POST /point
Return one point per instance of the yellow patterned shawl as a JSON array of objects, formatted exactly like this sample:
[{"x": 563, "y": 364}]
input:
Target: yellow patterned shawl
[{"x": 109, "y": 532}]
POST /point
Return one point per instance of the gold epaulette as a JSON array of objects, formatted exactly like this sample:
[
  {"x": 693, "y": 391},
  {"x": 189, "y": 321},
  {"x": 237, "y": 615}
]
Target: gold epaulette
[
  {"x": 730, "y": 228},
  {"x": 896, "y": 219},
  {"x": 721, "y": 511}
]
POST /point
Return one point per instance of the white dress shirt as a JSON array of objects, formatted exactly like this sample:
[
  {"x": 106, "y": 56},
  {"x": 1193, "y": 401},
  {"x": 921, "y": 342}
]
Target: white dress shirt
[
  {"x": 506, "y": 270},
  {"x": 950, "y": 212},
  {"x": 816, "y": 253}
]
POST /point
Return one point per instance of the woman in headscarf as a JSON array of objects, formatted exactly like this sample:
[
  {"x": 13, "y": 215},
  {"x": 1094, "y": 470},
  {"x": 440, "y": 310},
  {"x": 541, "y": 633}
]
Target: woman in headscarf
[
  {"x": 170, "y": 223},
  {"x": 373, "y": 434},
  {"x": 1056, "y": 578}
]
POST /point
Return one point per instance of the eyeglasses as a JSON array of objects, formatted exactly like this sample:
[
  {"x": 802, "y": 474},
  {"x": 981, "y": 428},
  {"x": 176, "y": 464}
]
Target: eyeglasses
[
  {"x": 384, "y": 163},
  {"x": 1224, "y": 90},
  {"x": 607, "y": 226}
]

----

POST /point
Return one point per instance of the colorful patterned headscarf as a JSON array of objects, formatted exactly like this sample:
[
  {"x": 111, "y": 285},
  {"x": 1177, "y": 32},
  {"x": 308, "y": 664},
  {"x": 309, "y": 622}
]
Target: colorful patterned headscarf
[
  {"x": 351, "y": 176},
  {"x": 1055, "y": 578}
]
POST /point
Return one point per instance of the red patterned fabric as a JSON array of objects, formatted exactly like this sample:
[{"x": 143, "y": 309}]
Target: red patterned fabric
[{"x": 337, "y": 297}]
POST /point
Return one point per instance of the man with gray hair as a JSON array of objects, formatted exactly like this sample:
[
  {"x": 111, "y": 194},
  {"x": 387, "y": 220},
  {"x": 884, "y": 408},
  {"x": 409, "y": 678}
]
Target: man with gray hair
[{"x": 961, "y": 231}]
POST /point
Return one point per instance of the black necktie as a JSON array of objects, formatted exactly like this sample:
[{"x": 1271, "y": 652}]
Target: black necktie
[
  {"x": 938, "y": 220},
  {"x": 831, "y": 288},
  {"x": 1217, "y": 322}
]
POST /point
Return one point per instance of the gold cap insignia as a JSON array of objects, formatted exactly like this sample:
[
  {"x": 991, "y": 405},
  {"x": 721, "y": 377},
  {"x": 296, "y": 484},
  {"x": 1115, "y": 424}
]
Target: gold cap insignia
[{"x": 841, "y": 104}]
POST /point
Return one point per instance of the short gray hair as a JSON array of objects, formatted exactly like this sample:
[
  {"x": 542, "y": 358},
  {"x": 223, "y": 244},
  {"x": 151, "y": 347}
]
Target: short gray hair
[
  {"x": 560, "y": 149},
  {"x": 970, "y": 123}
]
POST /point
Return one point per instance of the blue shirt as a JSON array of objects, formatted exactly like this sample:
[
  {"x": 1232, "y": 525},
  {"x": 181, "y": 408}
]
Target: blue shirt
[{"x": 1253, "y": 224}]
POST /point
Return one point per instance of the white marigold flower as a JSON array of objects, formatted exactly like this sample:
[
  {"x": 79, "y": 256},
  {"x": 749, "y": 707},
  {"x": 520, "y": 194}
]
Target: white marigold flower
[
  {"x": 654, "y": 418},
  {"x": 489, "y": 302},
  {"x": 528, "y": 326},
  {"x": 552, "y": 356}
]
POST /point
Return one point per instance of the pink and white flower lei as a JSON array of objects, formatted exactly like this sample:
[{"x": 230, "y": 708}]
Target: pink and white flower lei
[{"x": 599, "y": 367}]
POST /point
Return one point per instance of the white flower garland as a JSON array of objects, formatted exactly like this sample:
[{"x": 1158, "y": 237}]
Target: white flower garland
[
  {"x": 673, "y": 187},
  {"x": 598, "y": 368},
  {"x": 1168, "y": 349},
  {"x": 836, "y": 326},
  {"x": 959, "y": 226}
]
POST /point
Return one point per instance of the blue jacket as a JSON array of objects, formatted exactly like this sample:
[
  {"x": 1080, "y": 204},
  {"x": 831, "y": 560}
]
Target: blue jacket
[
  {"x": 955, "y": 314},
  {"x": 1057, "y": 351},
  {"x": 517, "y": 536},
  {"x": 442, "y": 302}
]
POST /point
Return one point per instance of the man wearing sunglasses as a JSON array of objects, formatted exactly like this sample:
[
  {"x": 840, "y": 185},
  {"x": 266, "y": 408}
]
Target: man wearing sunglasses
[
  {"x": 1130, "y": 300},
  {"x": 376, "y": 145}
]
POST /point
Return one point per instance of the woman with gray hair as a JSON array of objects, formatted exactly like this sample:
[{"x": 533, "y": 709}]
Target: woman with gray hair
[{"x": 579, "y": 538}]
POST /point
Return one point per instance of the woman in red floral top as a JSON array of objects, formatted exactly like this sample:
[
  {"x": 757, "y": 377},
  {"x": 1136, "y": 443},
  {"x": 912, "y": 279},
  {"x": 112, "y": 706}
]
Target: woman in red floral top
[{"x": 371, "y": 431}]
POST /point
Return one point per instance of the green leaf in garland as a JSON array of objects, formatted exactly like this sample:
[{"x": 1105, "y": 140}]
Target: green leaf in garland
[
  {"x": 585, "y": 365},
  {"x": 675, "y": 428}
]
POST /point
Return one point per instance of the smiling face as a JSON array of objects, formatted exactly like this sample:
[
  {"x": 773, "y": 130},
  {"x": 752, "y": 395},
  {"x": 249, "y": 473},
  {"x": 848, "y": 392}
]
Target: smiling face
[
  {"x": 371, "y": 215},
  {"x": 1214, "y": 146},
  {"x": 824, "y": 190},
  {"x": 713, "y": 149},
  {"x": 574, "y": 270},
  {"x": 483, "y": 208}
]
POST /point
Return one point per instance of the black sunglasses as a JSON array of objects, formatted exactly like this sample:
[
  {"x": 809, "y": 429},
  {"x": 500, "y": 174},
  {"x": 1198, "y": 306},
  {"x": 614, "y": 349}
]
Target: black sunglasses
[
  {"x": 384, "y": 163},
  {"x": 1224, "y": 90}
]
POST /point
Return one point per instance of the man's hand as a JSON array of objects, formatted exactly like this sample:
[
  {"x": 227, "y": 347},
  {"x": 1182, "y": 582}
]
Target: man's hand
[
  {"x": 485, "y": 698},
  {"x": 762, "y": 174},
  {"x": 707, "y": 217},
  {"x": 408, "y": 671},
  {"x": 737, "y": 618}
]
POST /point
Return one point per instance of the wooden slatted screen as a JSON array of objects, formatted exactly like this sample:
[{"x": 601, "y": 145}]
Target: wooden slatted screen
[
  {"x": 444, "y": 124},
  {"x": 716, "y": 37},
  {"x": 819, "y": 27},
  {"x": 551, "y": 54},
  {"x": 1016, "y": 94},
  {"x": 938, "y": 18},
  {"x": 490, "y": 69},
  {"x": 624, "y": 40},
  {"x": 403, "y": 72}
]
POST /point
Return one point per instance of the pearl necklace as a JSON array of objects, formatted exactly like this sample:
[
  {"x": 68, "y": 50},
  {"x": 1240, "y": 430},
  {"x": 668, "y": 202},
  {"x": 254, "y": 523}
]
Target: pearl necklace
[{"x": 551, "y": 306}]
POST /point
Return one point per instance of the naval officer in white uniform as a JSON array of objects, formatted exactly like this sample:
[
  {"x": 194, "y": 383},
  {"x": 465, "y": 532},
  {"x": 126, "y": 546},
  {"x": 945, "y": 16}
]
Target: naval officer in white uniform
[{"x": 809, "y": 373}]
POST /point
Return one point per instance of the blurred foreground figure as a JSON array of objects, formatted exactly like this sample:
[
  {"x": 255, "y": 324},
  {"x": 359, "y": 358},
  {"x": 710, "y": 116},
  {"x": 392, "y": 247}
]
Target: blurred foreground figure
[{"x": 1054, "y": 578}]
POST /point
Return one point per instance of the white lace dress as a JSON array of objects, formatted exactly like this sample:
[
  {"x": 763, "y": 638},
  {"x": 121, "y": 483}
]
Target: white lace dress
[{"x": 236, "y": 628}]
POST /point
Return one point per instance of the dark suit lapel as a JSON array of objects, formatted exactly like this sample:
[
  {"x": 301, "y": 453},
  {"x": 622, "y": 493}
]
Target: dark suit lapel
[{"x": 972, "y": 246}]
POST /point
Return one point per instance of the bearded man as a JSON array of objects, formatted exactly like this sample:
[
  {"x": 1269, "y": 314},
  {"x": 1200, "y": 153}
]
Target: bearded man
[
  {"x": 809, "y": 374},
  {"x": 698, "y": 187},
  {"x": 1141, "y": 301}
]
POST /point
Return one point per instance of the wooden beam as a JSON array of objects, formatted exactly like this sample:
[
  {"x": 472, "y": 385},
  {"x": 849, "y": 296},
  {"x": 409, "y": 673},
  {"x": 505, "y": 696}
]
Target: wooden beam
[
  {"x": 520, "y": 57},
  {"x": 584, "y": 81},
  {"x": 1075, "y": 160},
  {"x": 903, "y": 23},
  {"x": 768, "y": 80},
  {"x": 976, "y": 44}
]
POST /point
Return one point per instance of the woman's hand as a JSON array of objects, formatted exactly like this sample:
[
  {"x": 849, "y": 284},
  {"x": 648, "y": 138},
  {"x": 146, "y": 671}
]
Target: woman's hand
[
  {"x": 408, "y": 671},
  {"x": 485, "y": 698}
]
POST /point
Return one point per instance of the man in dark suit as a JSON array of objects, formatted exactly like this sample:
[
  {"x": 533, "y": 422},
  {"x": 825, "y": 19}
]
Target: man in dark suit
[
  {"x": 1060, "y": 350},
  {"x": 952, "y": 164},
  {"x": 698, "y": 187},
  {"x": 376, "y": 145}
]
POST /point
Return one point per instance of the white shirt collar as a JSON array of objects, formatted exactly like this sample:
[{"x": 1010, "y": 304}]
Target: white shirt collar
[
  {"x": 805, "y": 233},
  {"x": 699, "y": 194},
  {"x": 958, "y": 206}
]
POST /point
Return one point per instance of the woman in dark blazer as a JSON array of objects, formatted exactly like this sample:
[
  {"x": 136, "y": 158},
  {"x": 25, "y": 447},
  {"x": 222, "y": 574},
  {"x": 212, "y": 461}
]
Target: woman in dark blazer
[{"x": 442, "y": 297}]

----

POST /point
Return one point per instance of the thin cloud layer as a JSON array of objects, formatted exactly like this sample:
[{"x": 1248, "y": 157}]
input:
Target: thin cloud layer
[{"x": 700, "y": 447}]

----

ASSIGNED TASK: Write down exactly the span of lines above from the one containing "Target: black sunglasses" to the one containing "Return one point per instance of the wooden slatted", both ends included.

SOLUTION BELOW:
Target: black sunglasses
[
  {"x": 384, "y": 163},
  {"x": 1224, "y": 90}
]
POST /point
Return one point per instance of the man's hand as a JSON array of objects, formatted exactly like this sample:
[
  {"x": 227, "y": 347},
  {"x": 1182, "y": 582}
]
Target: man's hand
[
  {"x": 485, "y": 698},
  {"x": 762, "y": 174},
  {"x": 707, "y": 217},
  {"x": 408, "y": 671},
  {"x": 737, "y": 618}
]
POST /point
Return one point per instance of the wooden slatted screen as a JSON array of objects, formatted exactly like this sample:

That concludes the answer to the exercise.